_Exercise directions_
Repeat the listing below line for line, without changing anything.

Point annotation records
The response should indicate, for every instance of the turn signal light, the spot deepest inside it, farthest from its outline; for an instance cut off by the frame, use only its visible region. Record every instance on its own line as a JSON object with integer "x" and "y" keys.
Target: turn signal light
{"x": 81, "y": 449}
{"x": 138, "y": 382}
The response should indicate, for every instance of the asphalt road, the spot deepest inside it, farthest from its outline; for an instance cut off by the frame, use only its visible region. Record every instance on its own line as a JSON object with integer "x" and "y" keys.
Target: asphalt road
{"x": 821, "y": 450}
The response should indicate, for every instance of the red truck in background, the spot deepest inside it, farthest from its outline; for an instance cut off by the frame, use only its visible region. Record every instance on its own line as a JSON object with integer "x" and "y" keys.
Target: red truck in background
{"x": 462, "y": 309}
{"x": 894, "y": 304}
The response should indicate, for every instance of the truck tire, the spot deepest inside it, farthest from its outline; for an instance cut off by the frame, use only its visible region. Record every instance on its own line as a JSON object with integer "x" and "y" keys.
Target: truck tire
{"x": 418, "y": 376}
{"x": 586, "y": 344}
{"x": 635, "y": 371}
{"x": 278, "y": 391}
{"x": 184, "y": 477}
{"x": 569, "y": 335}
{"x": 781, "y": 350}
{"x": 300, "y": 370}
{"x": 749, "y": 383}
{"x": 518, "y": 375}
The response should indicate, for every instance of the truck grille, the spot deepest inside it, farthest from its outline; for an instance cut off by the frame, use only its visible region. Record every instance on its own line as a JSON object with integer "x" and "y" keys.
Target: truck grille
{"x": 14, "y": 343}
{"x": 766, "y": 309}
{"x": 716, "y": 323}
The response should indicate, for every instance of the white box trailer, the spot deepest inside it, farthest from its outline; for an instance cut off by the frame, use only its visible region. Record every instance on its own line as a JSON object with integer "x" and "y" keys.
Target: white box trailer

_Right answer_
The response should indicate, for every instance of the turn signal light, the spot deepest inside it, farthest from its outline; for an instance cut off by the frame, use only its visible region. Record every instance on its own line as a JSON object with integer "x" and "y" keys.
Target: turn signal light
{"x": 81, "y": 449}
{"x": 138, "y": 382}
The response should indicate, for every instance of the asphalt road, the spot deepest inside it, farthest from its outline; for an instance cut off by the frame, use only its visible region. Record every instance on its own line as a JSON object with integer "x" and "y" keys.
Target: asphalt road
{"x": 821, "y": 450}
The response should indicate, for every instance of the red truck in background, the spot deepest inside it, farthest from its outline; for an instance cut off by the frame, use only its visible region. Record every instance on its own line as a JSON object with integer "x" and "y" keys.
Target: red truck in background
{"x": 462, "y": 309}
{"x": 894, "y": 304}
The response should indicate, for every instance of the truck tire, the spot deepest inside it, farthest from its outline; for an instance cut off by the frame, use only its visible region. Record every instance on its own line as a JSON object with integer "x" and "y" keys.
Target: truck tire
{"x": 418, "y": 376}
{"x": 586, "y": 344}
{"x": 635, "y": 371}
{"x": 278, "y": 391}
{"x": 184, "y": 477}
{"x": 569, "y": 335}
{"x": 781, "y": 350}
{"x": 300, "y": 370}
{"x": 749, "y": 383}
{"x": 518, "y": 375}
The response should indicate, for every instance of the truck grille, the spot deepest inside it, farthest from its outline; for an instance cut off by the frame, use only its visible region. Record every instance on its own line as a JSON object with integer "x" and "y" keys.
Target: truck grille
{"x": 14, "y": 343}
{"x": 766, "y": 309}
{"x": 716, "y": 323}
The response should indicate, for every instance of the white box trailer, the spot deepest inside it, farthest from its outline; for an instance cut off by the frame, use only its visible region. Record every instance on its own line as a JSON object with integer "x" and "y" keys.
Target: white box trailer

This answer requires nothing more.